To do:
I would like you to output every record below exactly, apart from the pictures.

Dataset entries
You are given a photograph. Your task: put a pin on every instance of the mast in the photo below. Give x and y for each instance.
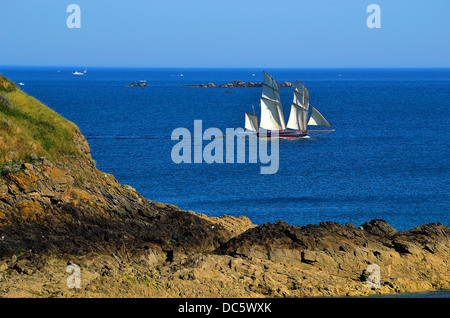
(256, 119)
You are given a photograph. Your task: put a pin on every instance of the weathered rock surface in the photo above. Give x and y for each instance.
(236, 83)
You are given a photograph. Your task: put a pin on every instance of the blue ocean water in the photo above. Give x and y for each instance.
(388, 158)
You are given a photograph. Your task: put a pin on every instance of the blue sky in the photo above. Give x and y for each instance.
(233, 33)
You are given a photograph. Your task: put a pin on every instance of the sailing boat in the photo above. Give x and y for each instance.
(272, 118)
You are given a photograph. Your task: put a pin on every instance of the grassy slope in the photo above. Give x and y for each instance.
(30, 127)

Answer space:
You are given a photograph. Your task: put a pin on every instance of the mast in the photo below. Give x and y for each instance.
(256, 119)
You are given a photograph. Your task: put a pin on every instance of the weathered rock surface in the photo above. Give x and y for each instance.
(236, 83)
You are given a photograph. Your task: put a pin on every instance of the blue ocean water in the photo above. Give x and y for each instance.
(388, 158)
You are given a photograph. Your task: put a pin on every instance of the blue sky in the photo above. Give x and y for each instance.
(233, 33)
You are given a photograph. Your task: put a pin on every instance of the sailing boat in the photo above. Give x and y for each instance.
(272, 118)
You are given a photograph. Your task: put a pin on every instance of the grassy slope in the photo above. Give x and y for each instance.
(30, 127)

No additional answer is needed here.